• [Exercise goal]: Retype the passage about law firm innovation labs word for word, from "Meanwhile, Reed Smith" to "coordinating innovation initiatives.".

:: Page text ::

Meanwhile, Reed Smith piloted its innovation lab in early 2022, envisioning it as “a virtual space for discovering, incubating, and accelerating creative ideas at the firm and with clients,” says Boyer. It has a core team that manages and leads engagements and methodology, but also works as a connector across the firm’s offices, facilitating and coordinating innovation initiatives.
“The lab is in its early stages and our focus — short term — is on working with our practice groups,” says Boyer. “We see ourselves as supporting our internal teams and external clients to identify new ways of collaborating and delivering legal services. Of course, the lab aims to have a positive return on investment, whether through efficiencies gained on existing business, or opening up the capacity and new ideas for driving growth.”
“Addressing change management concerns with attorneys taking part in this journey is critical to generating long-term success and buy-in. It makes sense to start with a coalition of the willing and encourage that group to be your ambassadors for change.”
Adaska says Holland & Hart’s Innovation Lab is primarily staffed by technologists — software developers, UI/UX designers, data scientists, solutions engineers and operations professionals. “Members of the team have first-hand legal experience, but no member is an attorney.”

:::
:: Extracted records ::

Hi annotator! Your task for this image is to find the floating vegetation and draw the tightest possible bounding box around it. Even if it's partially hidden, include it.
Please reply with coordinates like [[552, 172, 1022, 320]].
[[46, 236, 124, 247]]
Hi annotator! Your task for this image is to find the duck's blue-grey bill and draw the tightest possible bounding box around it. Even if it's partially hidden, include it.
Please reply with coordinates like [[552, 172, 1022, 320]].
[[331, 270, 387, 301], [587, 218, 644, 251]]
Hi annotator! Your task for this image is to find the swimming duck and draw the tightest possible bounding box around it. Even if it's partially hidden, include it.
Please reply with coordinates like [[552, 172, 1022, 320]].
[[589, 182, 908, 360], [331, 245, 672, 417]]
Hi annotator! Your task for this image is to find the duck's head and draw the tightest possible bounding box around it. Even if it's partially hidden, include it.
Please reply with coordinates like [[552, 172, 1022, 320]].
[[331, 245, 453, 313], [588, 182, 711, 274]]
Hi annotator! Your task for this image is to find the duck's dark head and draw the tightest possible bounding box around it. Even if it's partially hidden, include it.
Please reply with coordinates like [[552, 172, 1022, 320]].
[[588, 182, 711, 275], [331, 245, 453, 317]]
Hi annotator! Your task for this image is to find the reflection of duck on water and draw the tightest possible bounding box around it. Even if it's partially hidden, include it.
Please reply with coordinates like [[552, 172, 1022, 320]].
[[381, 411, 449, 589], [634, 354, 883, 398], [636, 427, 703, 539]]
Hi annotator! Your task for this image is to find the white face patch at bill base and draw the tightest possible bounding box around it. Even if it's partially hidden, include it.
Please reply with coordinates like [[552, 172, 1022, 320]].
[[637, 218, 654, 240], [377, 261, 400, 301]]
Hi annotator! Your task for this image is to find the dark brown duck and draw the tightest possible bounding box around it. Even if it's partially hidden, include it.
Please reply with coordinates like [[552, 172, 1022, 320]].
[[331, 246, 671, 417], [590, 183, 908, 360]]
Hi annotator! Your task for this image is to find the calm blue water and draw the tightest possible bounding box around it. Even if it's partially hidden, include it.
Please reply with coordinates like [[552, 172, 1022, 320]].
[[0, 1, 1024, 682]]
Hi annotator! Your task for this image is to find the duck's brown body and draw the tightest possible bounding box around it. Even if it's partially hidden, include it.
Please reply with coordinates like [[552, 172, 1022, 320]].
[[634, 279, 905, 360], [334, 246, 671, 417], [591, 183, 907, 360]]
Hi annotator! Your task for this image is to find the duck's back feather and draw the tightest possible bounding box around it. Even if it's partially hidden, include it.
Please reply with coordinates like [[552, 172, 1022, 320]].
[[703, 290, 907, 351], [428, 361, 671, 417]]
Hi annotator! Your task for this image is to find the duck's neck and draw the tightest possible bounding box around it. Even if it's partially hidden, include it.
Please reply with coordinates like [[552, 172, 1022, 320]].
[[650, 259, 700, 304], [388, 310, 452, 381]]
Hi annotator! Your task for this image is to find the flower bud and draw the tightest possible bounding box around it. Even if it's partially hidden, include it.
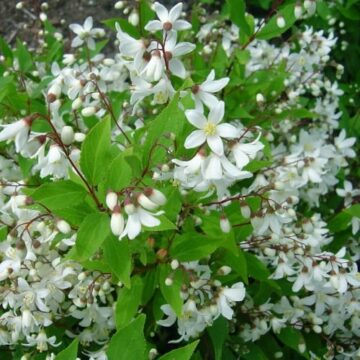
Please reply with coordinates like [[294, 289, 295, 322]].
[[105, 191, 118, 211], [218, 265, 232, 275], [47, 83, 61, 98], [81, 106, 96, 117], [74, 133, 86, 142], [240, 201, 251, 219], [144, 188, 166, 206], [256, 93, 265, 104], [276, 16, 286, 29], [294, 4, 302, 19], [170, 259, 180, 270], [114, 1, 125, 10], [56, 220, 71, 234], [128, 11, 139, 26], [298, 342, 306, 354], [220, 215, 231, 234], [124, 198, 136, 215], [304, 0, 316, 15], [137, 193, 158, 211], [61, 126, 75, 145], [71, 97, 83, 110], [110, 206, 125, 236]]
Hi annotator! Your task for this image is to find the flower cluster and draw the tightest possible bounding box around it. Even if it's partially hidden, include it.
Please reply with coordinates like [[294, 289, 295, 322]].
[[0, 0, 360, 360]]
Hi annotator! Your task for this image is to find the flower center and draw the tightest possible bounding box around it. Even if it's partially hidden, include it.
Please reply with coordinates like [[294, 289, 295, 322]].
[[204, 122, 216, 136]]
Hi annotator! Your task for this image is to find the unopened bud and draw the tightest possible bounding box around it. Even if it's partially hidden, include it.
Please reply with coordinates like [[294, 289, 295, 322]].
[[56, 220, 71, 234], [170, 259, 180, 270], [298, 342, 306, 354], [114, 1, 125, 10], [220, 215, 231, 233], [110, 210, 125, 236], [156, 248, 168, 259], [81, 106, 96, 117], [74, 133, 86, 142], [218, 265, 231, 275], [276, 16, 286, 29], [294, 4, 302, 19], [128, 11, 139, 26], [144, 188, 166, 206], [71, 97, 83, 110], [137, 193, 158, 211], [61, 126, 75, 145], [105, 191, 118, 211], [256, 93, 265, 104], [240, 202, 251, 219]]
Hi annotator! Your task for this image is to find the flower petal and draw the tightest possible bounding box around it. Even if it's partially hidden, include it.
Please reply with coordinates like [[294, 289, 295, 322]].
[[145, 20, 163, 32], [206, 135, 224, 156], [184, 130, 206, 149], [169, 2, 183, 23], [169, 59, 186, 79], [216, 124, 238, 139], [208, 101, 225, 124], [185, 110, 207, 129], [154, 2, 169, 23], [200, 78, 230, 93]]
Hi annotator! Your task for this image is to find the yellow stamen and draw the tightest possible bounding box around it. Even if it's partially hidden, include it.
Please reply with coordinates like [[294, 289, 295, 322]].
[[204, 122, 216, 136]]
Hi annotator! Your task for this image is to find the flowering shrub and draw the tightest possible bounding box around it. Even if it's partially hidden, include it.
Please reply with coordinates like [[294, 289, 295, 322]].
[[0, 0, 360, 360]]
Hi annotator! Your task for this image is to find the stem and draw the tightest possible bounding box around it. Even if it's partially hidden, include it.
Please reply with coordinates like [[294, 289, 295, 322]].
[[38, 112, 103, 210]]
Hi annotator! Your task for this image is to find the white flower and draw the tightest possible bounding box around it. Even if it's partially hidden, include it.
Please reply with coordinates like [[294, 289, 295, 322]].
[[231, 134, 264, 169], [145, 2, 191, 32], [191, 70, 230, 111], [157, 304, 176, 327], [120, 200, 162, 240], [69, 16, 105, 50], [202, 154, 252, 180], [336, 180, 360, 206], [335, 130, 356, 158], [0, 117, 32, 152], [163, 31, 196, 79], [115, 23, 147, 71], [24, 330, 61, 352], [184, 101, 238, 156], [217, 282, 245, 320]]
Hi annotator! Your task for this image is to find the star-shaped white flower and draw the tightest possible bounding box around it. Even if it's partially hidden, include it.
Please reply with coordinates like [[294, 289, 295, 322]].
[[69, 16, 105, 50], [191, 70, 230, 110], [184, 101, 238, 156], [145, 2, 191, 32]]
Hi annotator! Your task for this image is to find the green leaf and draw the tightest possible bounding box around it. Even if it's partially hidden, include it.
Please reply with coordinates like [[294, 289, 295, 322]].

:::

• [Response box]:
Meanwhile, Reed Smith piloted its innovation lab in early 2022, envisioning it as “a virtual space for discovering, incubating, and accelerating creative ideas at the firm and with clients,” says Boyer. It has a core team that manages and leads engagements and methodology, but also works as a connector across the firm’s offices, facilitating and coordinating innovation initiatives.